Capter le moment fuyant

capter_moment_fuyant_tezuka

 

Osamu Tezuka et l’invention de l’animation télévisée
de Samuel Kaczorowski
Éditions de L’Harmattan, 2017
284 pages
ISBN : 978-2-343-12441

 

Ce livre entrecroise l’exploration de deux pans de l’animation japonaise laissés en jachère par les historiens et critiques occidentaux des arts audio-visuels contemporains : les modalités constitutives de la production nippone de séries animées, d’une part, la contribution majeure d’Osamu Tezuka à la codification de ce registre, d’autre part.
Grâce aux expériences professionnelles tokyoïtes de quelques français, on commence seulement à mieux comprendre les dessous de fabrication de l’anime industriel.
Quant à l’étude de l’œuvre animée d’Osamu Tezuka et de ses disciples les plus zélés, elle stimule beaucoup moins les chercheurs, de par sa relative pauvreté artistique et sa faible résistance à la fuite des années. Au Japon même, une majorité de grands maîtres (1) de la discipline s’accordent sur les fausses routes empruntées par le « dieu du manga » dans sa quête illusoire – et peut-être insincère avec lui-même – d’égaler l’universalisme aseptisé de Walt Disney. Un objectif vain sur lequel d’autres, ailleurs dans le monde, se sont aussi fracassés, oubliant les éléments conjoncturels (sous-culturels, sociologiques, économiques, politiques, voire géo-politiques) qui ont facilité la propagation mondiale des modèles disneyens.
========
▶ _Travail à réaliser_:
**a.** Répondez aux questions suivantes d'après la présentation du livre sur Osamu Tezuka.
(i) Quel éditeur a publié le livre, et en quelle année ?
(ii) Combien de pages le livre compte-t-il ?
(iii) Quel surnom la présentation donne-t-elle à Osamu Tezuka ?
**b.** Extrayez de la présentation du livre sur Osamu Tezuka le passage compris entre « Ce livre entrecroise » et « registre, d’autre part. », ces deux bornes incluses.
**c.** Poursuivez la présentation du livre sur Osamu Tezuka après sa dernière phrase.

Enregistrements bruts
========
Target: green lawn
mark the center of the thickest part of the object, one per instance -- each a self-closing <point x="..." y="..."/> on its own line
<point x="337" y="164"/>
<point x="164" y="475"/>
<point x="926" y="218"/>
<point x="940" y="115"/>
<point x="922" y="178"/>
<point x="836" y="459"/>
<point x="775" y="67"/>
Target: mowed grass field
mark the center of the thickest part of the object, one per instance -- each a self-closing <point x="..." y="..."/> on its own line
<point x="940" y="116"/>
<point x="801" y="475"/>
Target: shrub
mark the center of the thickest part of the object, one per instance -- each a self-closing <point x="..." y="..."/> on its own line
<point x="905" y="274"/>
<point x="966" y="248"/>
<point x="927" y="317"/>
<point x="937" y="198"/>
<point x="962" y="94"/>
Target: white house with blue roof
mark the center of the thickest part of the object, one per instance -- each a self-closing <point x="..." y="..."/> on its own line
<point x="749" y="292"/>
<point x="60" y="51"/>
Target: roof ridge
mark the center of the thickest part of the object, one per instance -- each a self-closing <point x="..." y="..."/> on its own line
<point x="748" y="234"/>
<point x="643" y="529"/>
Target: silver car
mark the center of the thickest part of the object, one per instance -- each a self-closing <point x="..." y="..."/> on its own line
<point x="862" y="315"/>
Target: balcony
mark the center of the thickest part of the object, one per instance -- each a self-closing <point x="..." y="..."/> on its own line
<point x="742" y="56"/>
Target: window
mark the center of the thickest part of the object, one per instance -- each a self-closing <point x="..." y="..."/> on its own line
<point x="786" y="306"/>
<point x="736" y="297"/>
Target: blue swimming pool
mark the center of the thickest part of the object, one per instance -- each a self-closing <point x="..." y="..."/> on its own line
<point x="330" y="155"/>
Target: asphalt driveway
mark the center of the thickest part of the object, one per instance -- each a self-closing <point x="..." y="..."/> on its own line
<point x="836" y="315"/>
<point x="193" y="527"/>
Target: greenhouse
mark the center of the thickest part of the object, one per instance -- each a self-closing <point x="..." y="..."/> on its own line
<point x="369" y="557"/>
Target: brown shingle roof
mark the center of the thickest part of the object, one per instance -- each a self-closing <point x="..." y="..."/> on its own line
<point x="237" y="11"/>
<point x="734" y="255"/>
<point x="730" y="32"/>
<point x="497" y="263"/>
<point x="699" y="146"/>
========
▶ _Réponses par tâche_:
**a.**
(i) Les Éditions de L'Harmattan, en 2017.
(ii) 284 pages.
(iii) Le « dieu du manga ».

**b.**
Ce livre entrecroise l’exploration de deux pans de l’animation japonaise laissés en jachère par les historiens et critiques occidentaux des arts audio-visuels contemporains : les modalités constitutives de la production nippone de séries animées, d’une part, la contribution majeure d’Osamu Tezuka à la codification de ce registre, d’autre part.

**c.**
L’enquête menée par Samuel Kaczorowski, l’auteur de ce livre issu d’une thèse universitaire (2010), se confronte donc à de passionnantes questions, auxquels celui-ci répond partiellement avec une acuité inédite. Cependant, la présence d’approximations dans ses arguments n’est pas sans interroger quant à la sincérité et la totale rigueur de son analyse : erreur répétée sur le nom de MASAOKA Kenzo (2), contournement de la critique artistique, raccourcis multiples notamment quant à la problématique qui semble tenir lieu de fil conducteur à l’essai : la paternité de l’invention de la série télévisée (3).
Cela dit, et en dépit de ces quelques réserves, je recommande toutefois la lecture de cet essai érudit, très accessible et bien documenté, à celles et ceux qui souhaitent porter un regard critique sur l’animation japonaise, cinématographique ou télévisuelle, pour la compréhension – parfois par déduction – des principaux enjeux qui ont déterminé jusqu’à aujourd’hui le développement, les crises et la domination technique de l’animation japonaise.

La quatrième de couverture annonce :
« En 1963, le mangaka Osamu Tezuka crée la première série télévisée de l’histoire. Pour y parvenir l’équipe du studio Mushi production procède à la refonte des méthodes de fabrication traditionnelles du dessin animé, elles-mêmes tout juste entrevues à travers le modèle américain.
A travers une enquête menée à Tôkyô avec le concours d’anciens employés de Mushi, Samuel Kaczorowski propose d’examiner quelques-uns des premiers films d’Osamu Tezuka et de son équipe, pour la plupart inconnus et jamais diffusés en Europe.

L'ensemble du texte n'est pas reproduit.